(Your task)
Count the lines in the listing below that contain the word "piece", matching case exactly. Reply with the number only.

[start of Records for the task]

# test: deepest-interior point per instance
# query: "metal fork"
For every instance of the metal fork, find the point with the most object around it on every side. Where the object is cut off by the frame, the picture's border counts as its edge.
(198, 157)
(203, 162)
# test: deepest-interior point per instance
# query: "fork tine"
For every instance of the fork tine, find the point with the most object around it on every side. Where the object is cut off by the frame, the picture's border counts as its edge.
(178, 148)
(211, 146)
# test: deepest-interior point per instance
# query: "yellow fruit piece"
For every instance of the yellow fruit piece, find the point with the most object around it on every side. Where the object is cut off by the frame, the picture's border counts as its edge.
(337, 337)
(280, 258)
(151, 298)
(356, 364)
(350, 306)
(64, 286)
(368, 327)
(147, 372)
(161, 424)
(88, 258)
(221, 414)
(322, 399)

[end of Records for the task]

(Solution to this task)
2